(Objectif annoncé a):
Renvoie tel quel le passage du texte sur le pogrom de Iasi qui commence aux mots "L´histoire des pays" et s'arrête après les mots "et sympathisants communistes.".

(Texte choisi):

★ ★ ★

Catalin Mihuleac |
Enfer à Iasi ou la
mémoire dérangeante d´un pogrom roumain.
L´histoire des pays se tisse, on le sait, au gré des splendeurs qui rendent
les peuples fiers de leur passé, mais aussi à l´aune des misères qui les
poussent à oblitérer les zones d´ombre, souvent jonchées de cadavres, qui
ternissent leur mémoire. En Roumanie, outre les années sombres où le conducator
Nicolae Ceausescu, sa femme Elena et la redoutable Securitate –police politique du régime communiste
– ont sévi sans partage, il est une autre période de l´Histoire du vingtième
siècle encore plus dérangeante pour la mémoire roumaine : le pogrom de
Iasi en juin 1941 où plus de treize mille juifs ont péri sous les coups de
boutoir de l´armée et de la police du régime du général Ion Antonescu, allié
des nazis, mais aussi de civils de toutes les classes sociales pris d´une
hystérie collective contre les juifs, considérés comme des ennemis de la nation
et sympathisants communistes.

★ ★ ★

(Enregistrements à traiter):
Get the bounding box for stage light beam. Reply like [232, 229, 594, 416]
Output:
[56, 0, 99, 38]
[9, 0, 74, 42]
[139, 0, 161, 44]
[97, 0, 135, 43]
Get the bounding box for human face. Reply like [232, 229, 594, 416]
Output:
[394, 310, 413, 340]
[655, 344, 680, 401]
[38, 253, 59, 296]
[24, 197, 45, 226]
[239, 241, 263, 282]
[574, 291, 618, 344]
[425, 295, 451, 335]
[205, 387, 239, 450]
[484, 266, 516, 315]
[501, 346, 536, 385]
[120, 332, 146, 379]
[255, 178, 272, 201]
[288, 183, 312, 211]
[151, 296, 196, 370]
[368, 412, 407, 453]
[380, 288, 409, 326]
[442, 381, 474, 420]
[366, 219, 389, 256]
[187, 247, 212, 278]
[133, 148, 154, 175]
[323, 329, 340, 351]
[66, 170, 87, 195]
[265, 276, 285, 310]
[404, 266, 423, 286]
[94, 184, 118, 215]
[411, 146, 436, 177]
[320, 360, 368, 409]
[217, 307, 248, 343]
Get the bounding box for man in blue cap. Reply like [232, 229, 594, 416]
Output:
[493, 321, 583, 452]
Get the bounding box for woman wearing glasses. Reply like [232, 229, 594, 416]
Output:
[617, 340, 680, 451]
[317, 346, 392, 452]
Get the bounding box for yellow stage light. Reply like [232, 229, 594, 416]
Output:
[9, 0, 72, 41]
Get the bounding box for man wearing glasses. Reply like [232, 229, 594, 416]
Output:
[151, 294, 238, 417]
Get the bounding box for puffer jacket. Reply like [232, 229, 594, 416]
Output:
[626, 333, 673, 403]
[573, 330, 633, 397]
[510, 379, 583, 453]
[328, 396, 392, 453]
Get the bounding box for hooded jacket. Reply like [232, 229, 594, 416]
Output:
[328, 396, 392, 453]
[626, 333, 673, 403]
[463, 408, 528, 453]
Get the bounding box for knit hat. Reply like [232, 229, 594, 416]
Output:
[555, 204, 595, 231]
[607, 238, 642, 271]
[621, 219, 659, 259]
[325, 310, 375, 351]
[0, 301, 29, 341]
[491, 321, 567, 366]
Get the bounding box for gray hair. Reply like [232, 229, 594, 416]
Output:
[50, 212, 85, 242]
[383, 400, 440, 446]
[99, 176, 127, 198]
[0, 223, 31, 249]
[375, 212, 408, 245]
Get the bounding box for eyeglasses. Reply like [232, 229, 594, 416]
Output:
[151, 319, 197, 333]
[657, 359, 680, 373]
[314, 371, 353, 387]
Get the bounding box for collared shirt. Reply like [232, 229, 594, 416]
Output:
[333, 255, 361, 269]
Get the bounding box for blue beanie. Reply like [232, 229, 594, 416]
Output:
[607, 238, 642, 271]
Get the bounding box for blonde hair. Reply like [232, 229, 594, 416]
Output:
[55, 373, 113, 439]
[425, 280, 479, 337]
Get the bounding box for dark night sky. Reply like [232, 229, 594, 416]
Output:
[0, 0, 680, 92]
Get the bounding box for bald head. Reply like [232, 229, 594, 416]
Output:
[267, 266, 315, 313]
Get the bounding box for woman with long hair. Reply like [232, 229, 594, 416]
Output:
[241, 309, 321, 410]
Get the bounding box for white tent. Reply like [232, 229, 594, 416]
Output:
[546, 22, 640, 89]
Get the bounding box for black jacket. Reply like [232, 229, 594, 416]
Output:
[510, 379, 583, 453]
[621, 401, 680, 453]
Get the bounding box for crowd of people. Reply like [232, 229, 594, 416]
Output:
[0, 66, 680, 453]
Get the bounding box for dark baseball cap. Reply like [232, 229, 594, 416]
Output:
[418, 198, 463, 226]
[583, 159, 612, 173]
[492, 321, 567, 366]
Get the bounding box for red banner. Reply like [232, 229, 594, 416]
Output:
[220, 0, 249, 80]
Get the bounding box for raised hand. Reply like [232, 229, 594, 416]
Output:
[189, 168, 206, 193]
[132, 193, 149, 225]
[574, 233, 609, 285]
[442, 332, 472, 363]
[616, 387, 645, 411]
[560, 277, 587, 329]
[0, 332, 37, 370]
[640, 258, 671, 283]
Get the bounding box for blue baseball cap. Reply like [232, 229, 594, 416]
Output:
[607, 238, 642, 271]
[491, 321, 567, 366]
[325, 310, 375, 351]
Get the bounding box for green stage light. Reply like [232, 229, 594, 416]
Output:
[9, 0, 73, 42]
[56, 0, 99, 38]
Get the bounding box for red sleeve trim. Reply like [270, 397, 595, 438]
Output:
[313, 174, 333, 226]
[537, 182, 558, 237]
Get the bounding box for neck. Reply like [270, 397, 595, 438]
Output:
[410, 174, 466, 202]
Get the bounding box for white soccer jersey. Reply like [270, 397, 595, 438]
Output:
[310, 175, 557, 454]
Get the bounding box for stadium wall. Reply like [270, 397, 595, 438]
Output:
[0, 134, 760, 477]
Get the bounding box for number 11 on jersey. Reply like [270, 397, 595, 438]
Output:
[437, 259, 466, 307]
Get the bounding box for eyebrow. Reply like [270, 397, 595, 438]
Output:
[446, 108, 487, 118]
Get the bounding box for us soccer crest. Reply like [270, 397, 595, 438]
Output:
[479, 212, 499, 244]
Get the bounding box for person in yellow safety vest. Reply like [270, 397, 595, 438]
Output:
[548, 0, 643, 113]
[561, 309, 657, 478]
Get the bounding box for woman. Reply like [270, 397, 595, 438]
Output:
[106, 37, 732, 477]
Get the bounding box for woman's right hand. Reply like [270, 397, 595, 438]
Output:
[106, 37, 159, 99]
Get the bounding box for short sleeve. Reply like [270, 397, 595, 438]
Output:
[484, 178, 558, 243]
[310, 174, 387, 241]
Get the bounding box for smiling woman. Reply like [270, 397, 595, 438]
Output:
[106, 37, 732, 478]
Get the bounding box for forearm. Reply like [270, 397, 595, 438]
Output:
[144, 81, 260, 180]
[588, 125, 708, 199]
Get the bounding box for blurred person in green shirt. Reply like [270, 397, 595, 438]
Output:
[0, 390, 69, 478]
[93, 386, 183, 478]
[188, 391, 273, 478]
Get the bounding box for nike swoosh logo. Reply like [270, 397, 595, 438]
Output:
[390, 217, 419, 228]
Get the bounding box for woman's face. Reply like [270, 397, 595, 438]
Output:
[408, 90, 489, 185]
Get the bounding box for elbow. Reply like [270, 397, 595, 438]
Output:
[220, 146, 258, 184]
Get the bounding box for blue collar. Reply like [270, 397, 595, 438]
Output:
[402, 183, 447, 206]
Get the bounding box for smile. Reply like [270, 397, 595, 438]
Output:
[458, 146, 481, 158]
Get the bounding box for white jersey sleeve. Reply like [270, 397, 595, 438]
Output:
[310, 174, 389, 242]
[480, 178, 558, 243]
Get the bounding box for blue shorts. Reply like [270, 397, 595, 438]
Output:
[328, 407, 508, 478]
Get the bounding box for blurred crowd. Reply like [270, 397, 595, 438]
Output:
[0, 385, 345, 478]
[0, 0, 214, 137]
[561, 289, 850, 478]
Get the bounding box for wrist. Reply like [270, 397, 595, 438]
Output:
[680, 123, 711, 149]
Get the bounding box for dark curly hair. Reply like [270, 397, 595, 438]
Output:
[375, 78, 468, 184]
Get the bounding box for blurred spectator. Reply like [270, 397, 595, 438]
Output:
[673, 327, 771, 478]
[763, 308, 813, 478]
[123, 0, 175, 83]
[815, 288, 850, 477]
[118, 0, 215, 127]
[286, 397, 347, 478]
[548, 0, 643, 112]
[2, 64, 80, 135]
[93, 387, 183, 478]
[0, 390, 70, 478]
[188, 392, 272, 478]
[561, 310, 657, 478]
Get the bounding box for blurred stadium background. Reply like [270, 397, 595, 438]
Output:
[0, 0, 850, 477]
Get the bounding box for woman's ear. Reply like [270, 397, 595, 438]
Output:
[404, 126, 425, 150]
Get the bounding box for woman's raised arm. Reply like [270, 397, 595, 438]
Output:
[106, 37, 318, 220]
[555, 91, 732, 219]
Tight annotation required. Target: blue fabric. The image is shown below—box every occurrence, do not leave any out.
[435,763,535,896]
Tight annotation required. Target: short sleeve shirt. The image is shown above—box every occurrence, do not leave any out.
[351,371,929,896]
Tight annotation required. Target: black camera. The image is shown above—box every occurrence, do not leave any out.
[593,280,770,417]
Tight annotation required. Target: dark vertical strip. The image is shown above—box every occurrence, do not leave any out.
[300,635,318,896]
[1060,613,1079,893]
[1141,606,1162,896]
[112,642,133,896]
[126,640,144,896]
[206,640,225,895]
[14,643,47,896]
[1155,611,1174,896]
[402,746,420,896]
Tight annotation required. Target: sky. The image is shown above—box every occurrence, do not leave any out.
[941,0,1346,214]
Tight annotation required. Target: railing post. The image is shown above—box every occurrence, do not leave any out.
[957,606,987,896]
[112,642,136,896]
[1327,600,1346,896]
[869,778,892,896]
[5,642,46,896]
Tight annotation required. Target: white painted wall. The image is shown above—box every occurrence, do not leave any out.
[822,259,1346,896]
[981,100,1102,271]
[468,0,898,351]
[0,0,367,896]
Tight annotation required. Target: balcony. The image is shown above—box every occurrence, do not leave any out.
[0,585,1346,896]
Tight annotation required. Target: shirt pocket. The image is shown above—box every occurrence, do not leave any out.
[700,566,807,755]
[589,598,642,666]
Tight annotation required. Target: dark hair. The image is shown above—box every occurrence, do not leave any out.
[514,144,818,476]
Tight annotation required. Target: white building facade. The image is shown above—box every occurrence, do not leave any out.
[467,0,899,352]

★ ★ ★

(Objectif annoncé b):
Reprends les enregistrements depuis leur première ligne et arrête-toi après la ligne qui contient "[217, 307, 248, 343]", en remplaçant "human face" par "person's face" sans rien toucher d'autre. Ne renvoie que ces lignes.

(Réponse complète a):
L´histoire des pays se tisse, on le sait, au gré des splendeurs qui rendent
les peuples fiers de leur passé, mais aussi à l´aune des misères qui les
poussent à oblitérer les zones d´ombre, souvent jonchées de cadavres, qui
ternissent leur mémoire. En Roumanie, outre les années sombres où le conducator
Nicolae Ceausescu, sa femme Elena et la redoutable Securitate –police politique du régime communiste
– ont sévi sans partage, il est une autre période de l´Histoire du vingtième
siècle encore plus dérangeante pour la mémoire roumaine : le pogrom de
Iasi en juin 1941 où plus de treize mille juifs ont péri sous les coups de
boutoir de l´armée et de la police du régime du général Ion Antonescu, allié
des nazis, mais aussi de civils de toutes les classes sociales pris d´une
hystérie collective contre les juifs, considérés comme des ennemis de la nation
et sympathisants communistes.

(Réponse complète b):
Get the bounding box for stage light beam. Reply like [232, 229, 594, 416]
Output:
[56, 0, 99, 38]
[9, 0, 74, 42]
[139, 0, 161, 44]
[97, 0, 135, 43]
Get the bounding box for person's face. Reply like [232, 229, 594, 416]
Output:
[394, 310, 413, 340]
[655, 344, 680, 401]
[38, 253, 59, 296]
[24, 197, 45, 226]
[239, 241, 263, 282]
[574, 291, 618, 344]
[425, 295, 451, 335]
[205, 387, 239, 450]
[484, 266, 516, 315]
[501, 346, 536, 385]
[120, 332, 146, 379]
[255, 178, 272, 201]
[288, 183, 312, 211]
[151, 296, 196, 370]
[368, 412, 407, 453]
[380, 288, 409, 326]
[442, 381, 474, 420]
[366, 219, 389, 256]
[187, 247, 212, 278]
[133, 148, 154, 175]
[323, 329, 340, 351]
[66, 170, 87, 195]
[265, 276, 285, 310]
[404, 266, 423, 286]
[94, 184, 118, 215]
[411, 146, 436, 177]
[320, 360, 368, 409]
[217, 307, 248, 343]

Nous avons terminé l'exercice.